» **YOUR OBJECTIVE**: Pictures stay out. Everything else in the entries is copied exactly.

Content starts

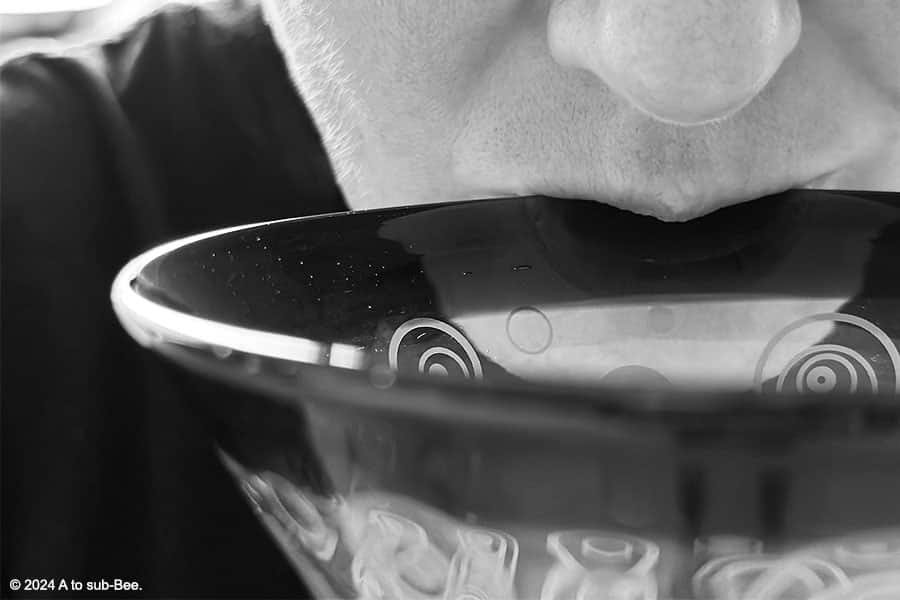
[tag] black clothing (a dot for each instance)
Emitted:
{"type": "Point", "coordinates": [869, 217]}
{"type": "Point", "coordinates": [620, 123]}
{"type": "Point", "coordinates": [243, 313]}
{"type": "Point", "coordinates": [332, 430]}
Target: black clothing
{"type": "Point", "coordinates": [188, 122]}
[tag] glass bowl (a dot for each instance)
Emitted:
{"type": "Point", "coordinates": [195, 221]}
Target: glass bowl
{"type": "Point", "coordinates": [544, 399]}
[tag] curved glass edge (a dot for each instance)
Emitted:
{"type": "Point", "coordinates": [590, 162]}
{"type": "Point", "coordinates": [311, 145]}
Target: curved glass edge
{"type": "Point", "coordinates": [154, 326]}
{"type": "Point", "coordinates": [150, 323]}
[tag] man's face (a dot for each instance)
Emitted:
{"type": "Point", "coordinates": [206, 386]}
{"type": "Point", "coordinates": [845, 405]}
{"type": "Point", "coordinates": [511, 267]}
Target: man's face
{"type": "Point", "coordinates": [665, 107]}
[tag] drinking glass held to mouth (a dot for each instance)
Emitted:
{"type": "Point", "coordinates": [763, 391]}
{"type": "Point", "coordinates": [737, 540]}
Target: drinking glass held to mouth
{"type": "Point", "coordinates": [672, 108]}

Content ends

» **SOLVED EXERCISE**:
[tag] black clothing (a dot for each instance)
Emitted:
{"type": "Point", "coordinates": [869, 217]}
{"type": "Point", "coordinates": [620, 123]}
{"type": "Point", "coordinates": [243, 313]}
{"type": "Point", "coordinates": [332, 430]}
Target: black clothing
{"type": "Point", "coordinates": [188, 122]}
[tag] glass bowl (a dot for each instance)
Emitted:
{"type": "Point", "coordinates": [195, 221]}
Target: glass bowl
{"type": "Point", "coordinates": [544, 399]}
[tag] curved glass edge (a dot for each instance)
Emitted:
{"type": "Point", "coordinates": [590, 162]}
{"type": "Point", "coordinates": [311, 145]}
Target: curved glass edge
{"type": "Point", "coordinates": [154, 326]}
{"type": "Point", "coordinates": [150, 323]}
[tag] man's face (a dot for each instance)
Emitted:
{"type": "Point", "coordinates": [206, 386]}
{"type": "Point", "coordinates": [845, 405]}
{"type": "Point", "coordinates": [511, 267]}
Target: man's face
{"type": "Point", "coordinates": [665, 107]}
[tag] drinking glass held to mouth (a dot for each instance)
Emitted:
{"type": "Point", "coordinates": [763, 391]}
{"type": "Point", "coordinates": [737, 540]}
Target: drinking glass held to mouth
{"type": "Point", "coordinates": [672, 108]}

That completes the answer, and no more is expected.